[[ Working data, beginning ]]
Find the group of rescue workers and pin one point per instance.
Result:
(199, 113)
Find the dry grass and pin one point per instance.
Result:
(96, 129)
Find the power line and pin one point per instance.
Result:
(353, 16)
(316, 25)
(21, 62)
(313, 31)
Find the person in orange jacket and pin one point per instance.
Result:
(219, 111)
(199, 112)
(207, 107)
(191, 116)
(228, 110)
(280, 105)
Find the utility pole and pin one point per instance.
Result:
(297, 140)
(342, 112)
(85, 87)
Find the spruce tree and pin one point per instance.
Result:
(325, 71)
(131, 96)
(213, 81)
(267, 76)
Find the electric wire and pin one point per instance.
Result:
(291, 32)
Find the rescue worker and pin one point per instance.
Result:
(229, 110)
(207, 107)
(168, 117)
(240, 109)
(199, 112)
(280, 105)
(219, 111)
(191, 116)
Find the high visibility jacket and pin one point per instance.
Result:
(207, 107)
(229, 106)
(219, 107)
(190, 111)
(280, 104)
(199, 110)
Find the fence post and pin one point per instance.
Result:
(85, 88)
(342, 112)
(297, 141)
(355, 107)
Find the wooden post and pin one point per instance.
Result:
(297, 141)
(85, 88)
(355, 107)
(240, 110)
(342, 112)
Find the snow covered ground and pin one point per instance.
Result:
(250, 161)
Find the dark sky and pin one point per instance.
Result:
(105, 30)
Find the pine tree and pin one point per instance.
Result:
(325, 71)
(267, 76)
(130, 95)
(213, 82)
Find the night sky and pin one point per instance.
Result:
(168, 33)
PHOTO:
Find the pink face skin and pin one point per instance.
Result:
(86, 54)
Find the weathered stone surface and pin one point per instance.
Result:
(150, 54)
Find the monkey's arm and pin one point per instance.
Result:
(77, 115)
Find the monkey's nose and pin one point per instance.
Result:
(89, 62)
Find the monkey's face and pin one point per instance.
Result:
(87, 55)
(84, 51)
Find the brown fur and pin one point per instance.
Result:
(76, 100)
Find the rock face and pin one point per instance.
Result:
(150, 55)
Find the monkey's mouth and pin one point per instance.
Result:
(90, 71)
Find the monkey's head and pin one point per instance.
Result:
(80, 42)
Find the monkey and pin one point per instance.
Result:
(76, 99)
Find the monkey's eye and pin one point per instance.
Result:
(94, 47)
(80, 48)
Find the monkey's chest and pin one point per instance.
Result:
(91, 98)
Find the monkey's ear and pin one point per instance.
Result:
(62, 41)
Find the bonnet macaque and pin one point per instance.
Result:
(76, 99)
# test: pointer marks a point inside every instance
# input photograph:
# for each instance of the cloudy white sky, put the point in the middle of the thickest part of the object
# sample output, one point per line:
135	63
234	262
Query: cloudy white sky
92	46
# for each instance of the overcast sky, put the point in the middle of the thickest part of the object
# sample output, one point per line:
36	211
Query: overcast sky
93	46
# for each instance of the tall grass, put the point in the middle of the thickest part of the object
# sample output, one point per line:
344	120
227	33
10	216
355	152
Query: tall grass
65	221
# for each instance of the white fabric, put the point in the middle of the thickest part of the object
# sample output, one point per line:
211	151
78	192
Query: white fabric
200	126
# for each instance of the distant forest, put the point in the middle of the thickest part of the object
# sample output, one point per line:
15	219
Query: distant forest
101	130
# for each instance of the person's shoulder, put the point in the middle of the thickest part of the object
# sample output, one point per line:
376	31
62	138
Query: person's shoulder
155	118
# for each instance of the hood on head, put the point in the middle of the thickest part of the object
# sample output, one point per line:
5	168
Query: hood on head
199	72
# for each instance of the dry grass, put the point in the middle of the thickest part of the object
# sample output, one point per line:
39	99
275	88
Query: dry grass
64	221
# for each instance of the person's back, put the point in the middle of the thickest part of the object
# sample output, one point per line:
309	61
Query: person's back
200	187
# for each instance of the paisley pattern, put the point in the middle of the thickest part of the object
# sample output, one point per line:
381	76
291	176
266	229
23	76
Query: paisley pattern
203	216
[[ Working data, end ]]
Problem
Keeping each line exactly as it is, retype all of the data.

Answer for the task
Find the group of rescue workers and pin one point per instance.
Result:
(199, 113)
Find the dry grass and pin one point per instance.
Result:
(96, 129)
Find the power line and pin one point per instance.
Result:
(353, 16)
(316, 25)
(21, 62)
(313, 31)
Find the person in orange jacket and pin one point per instance.
Result:
(219, 111)
(199, 112)
(207, 107)
(191, 116)
(228, 110)
(280, 105)
Find the utility pole and pin one point per instance.
Result:
(297, 140)
(342, 112)
(85, 87)
Find the spruce tree and pin one point per instance.
Result:
(325, 71)
(131, 96)
(213, 81)
(267, 76)
Find the electric wire and pin one point per instance.
Result:
(291, 32)
Find the rescue worker and pin one point per instance.
Result:
(229, 110)
(207, 107)
(168, 117)
(240, 109)
(199, 112)
(280, 105)
(219, 111)
(191, 116)
Find the high visibility jacket and pin one point per instance.
Result:
(207, 107)
(229, 106)
(219, 107)
(190, 111)
(280, 104)
(199, 110)
Find the fence post and pin one point per instance.
Result:
(85, 88)
(342, 112)
(297, 141)
(355, 107)
Find the wooden post and pin one point per instance.
Result:
(297, 141)
(85, 88)
(355, 107)
(240, 110)
(342, 112)
Find the snow covered ground and pin one point per instance.
Result:
(250, 161)
Find the dark sky and pin one point per instance.
Result:
(105, 30)
Find the pine tree and pin one point per instance.
Result:
(325, 71)
(267, 76)
(130, 95)
(213, 82)
Find the night sky and pin one point per instance.
Result:
(168, 33)
PHOTO:
Find the pink face skin and pin one point per instance.
Result:
(86, 54)
Find the weathered stone surface and pin one point per instance.
Result:
(150, 54)
Find the monkey's arm and pin one point per instance.
Result:
(77, 115)
Find the monkey's nose and pin one point per instance.
Result:
(89, 62)
Find the monkey's face and pin one point per instance.
Result:
(87, 55)
(84, 51)
Find the brown fur and pin one point per instance.
Result:
(76, 100)
Find the rock face and pin one point per instance.
Result:
(150, 55)
Find the monkey's mouth and pin one point per instance.
Result:
(90, 71)
Find the monkey's head and pin one point per instance.
Result:
(80, 42)
Find the monkey and pin one point per instance.
Result:
(76, 99)
Find the monkey's eye and pin one point per instance.
Result:
(94, 47)
(80, 48)
Find the monkey's chest and pin one point per instance.
Result:
(91, 98)
Find the monkey's ear and pin one point per instance.
Result:
(62, 41)
Find the bonnet macaque and pin one point per instance.
Result:
(76, 99)
# test: pointer marks a point inside every instance
# input photograph:
# for each instance of the cloudy white sky, put the point in the middle of the thickest part of the object
# sample output, one point per line:
135	63
234	262
Query: cloudy white sky
92	46
# for each instance of the overcast sky, put the point in the middle of the thickest part of the object
# sample output, one point per line:
36	211
Query: overcast sky
93	46
# for each instance of the tall grass, put the point in the middle of the thickest part of the object
# sample output, one point per line:
344	120
227	33
10	216
355	152
Query: tall grass
65	221
# for each instance of the white fabric, put the point in the middle of the thickest part of the object
# sample output, one point per line:
211	151
78	192
Query: white fabric
200	126
# for each instance of the distant forest, put the point in the middle of the thickest part of the object
# sample output, one point per line:
15	219
Query: distant forest
101	130
# for each instance of the person's shoulder, put the point in the middle of the thickest part of the object
# sample output, one point per line:
376	31
62	138
Query: person's shoulder
155	118
# for each instance of the hood on head, put the point in the middle of the thickest part of the object
# sample output, one point per line:
5	168
Query: hood on head
199	72
# for each instance of the dry grass, put the point in the middle of the thickest part of the object
# sample output, one point per line:
39	99
275	88
Query: dry grass
64	221
# for each instance of the person's back, put the point in the middle of the thickest part of the object
# sample output, one point per line:
309	61
Query: person's back
200	187
# for each instance of the paisley pattern, put the point in the middle of the thickest part of the object
# sample output, one point per line:
381	76
291	176
266	229
23	76
Query: paisley pattern
203	216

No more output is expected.